REQUIREMENT:
Make your reply a word-for-word repeat of the records.

SOURCE DATA:

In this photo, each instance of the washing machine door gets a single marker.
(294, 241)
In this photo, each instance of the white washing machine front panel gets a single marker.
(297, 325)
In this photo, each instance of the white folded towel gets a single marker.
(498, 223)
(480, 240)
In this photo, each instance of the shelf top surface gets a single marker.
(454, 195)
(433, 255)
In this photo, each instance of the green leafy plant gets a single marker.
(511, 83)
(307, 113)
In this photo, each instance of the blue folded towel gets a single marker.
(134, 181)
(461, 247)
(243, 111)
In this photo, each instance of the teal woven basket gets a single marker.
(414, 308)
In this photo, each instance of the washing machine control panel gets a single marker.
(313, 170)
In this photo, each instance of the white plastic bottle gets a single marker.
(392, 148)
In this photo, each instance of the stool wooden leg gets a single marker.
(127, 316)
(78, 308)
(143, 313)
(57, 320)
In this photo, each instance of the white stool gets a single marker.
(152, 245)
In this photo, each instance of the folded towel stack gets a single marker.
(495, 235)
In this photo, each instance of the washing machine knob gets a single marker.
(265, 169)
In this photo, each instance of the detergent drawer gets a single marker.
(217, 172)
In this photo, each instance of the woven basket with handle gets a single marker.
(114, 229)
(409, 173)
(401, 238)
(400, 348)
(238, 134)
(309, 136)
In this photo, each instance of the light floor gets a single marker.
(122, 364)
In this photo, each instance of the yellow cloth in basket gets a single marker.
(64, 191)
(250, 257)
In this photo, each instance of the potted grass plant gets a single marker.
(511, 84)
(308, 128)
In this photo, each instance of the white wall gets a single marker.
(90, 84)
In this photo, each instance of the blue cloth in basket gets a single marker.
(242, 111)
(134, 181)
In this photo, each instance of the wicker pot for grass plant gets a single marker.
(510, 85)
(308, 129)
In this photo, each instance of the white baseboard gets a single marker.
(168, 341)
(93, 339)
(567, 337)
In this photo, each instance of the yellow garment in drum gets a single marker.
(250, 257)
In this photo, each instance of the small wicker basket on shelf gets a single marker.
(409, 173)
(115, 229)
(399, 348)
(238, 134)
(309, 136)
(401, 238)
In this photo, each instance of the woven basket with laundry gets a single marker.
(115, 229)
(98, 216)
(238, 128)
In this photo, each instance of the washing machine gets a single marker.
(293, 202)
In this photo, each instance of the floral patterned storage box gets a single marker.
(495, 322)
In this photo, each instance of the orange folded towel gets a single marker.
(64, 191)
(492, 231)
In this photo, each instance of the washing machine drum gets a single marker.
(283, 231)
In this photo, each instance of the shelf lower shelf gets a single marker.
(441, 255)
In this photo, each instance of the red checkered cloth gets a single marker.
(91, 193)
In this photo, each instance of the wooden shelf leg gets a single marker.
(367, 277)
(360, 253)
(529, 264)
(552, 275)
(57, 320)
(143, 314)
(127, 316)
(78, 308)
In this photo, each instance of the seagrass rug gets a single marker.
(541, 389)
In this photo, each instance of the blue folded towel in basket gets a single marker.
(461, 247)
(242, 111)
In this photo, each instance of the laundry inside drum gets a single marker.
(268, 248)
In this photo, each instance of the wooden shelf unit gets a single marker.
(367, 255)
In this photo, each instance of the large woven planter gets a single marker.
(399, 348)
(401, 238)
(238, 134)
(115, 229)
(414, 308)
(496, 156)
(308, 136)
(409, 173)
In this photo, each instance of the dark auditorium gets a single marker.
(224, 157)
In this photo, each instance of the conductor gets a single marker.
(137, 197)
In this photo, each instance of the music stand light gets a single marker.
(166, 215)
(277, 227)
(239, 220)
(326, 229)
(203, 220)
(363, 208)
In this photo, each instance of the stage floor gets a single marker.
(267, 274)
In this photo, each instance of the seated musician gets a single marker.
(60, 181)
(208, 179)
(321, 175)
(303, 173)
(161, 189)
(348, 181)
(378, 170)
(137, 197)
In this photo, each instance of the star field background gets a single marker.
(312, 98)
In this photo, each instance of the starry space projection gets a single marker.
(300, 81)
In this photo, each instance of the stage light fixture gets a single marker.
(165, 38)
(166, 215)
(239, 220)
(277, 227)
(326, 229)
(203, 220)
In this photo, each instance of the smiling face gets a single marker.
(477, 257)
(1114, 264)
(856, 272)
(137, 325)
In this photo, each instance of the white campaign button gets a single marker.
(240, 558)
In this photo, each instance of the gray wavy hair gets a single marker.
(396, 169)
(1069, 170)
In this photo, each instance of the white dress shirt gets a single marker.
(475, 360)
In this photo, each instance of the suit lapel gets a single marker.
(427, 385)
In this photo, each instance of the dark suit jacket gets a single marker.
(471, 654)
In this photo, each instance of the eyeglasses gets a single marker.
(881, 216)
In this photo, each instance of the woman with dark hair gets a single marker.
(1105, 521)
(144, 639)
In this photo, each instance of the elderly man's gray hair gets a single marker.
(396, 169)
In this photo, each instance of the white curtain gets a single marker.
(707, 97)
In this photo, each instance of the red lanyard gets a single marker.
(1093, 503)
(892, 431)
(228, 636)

ANSWER SECTION:
In this photo, each instance of the washing machine door gets a single marker.
(294, 241)
In this photo, each instance of the white washing machine front panel gets a single marker.
(297, 325)
In this photo, each instance of the white folded towel gets a single marker.
(498, 223)
(480, 240)
In this photo, each instance of the shelf top surface gets a single marker.
(454, 195)
(433, 255)
In this photo, each instance of the green leafy plant gets a single marker.
(511, 83)
(307, 113)
In this photo, each instance of the blue folded towel gets a single marker.
(134, 181)
(461, 247)
(243, 111)
In this photo, each instance of the teal woven basket gets a single marker.
(414, 308)
In this photo, each instance of the washing machine control panel gets a single marker.
(313, 170)
In this photo, each instance of the white plastic bottle gets a single marker.
(392, 148)
In this photo, each instance of the stool wooden leg gets a single marker.
(127, 316)
(78, 308)
(143, 313)
(57, 320)
In this photo, each instance of the white stool gets a single marker.
(152, 245)
In this photo, each instance of the folded towel stack gets a single marker.
(495, 235)
In this photo, each instance of the washing machine knob gets a single marker.
(265, 169)
In this photo, each instance of the detergent drawer gets a single marker.
(217, 172)
In this photo, each instance of the woven basket with handle gets a single marker.
(114, 229)
(409, 173)
(401, 238)
(400, 348)
(238, 134)
(309, 136)
In this photo, each instance of the light floor gets a single marker.
(122, 364)
In this photo, each instance of the yellow cloth in basket gets a single marker.
(64, 191)
(250, 257)
In this photo, each instance of the potted grass plant gets a single marker.
(511, 84)
(308, 128)
In this photo, each instance of the white wall gets a single marker.
(90, 84)
In this photo, each instance of the blue cloth in basket gets a single marker.
(242, 111)
(134, 181)
In this photo, each instance of the wicker pot for grass plant gets a single marker.
(510, 85)
(308, 129)
In this photo, each instance of the white baseboard gets a single marker.
(168, 341)
(93, 339)
(567, 337)
In this photo, each instance of the yellow garment in drum gets a single marker.
(250, 257)
In this photo, each instance of the small wicker basket on shelf gets a single marker.
(409, 173)
(115, 229)
(399, 348)
(238, 134)
(309, 136)
(401, 238)
In this photo, each instance of the woven basket with laundry gets a single marker.
(115, 229)
(98, 216)
(238, 128)
In this photo, each instance of the washing machine gets a single marker.
(293, 202)
In this photo, each instance of the floral patterned storage box gets a single marker.
(495, 322)
In this photo, each instance of the orange folded towel gets a single marker.
(64, 191)
(492, 231)
In this photo, each instance of the washing machine drum gets a single marker.
(283, 231)
In this photo, each instance of the shelf lower shelf gets a single marker.
(441, 255)
In this photo, each instance of the red checkered cloth gets a single marker.
(91, 193)
In this photo, each instance of the wooden shelf leg gets a single marker.
(367, 277)
(360, 253)
(529, 264)
(552, 275)
(57, 320)
(143, 314)
(127, 316)
(78, 308)
In this photo, each instance of the seagrass rug gets a single marker.
(541, 389)
In this photo, each instance of the blue folded towel in basket gets a single marker.
(461, 247)
(242, 111)
In this photo, each instance of the laundry inside drum gets a single marker.
(268, 248)
In this photo, each instance of the wooden shelf unit gets a single marker.
(367, 255)
In this photo, each instance of the large woven planter gets a single marker.
(399, 348)
(401, 238)
(238, 134)
(115, 229)
(414, 308)
(496, 156)
(308, 136)
(409, 173)
In this photo, each instance of the dark auditorium gets a single marker.
(224, 157)
In this photo, each instance of the conductor gets a single marker.
(137, 197)
In this photo, each instance of the music stand light gets a single marker.
(166, 215)
(277, 227)
(239, 220)
(326, 229)
(203, 220)
(363, 208)
In this photo, each instance of the stage floor gets a single marker.
(267, 274)
In this photo, each instance of the seated musician gets a single marker.
(60, 181)
(208, 179)
(321, 175)
(303, 173)
(161, 189)
(348, 181)
(378, 170)
(137, 197)
In this photo, each instance of the star field background gets a single marker.
(312, 98)
In this photo, each instance of the starry space projection gets a single marker.
(300, 81)
In this photo, each instance of the stage light fixture gets a single marker.
(165, 38)
(166, 215)
(239, 220)
(277, 227)
(326, 229)
(203, 220)
In this photo, each instance of the smiling face gets a single marker.
(477, 257)
(1114, 264)
(856, 272)
(137, 325)
In this photo, each instance of the white campaign button gets a single marker.
(240, 558)
In this photo, each instance of the gray wavy hair gets a single marker.
(396, 169)
(1069, 170)
In this photo, each instance of the white dress shirt gets a single marker.
(475, 360)
In this photo, each instance of the suit lapel gets a single marker.
(427, 385)
In this photo, each instance of the dark suit jacket gets a single marker.
(471, 654)
In this photo, each instance of the eyeglasses gets a single marker.
(881, 216)
In this photo, each instance of the woman with dark hair gets a single marker.
(1105, 521)
(144, 639)
In this photo, each instance of the elderly man's gray hair gets a single marker.
(396, 169)
In this photo, each instance of the white curtain gets a single marker.
(707, 97)
In this photo, each instance of the red lanyard gets a single marker.
(1093, 503)
(892, 431)
(228, 636)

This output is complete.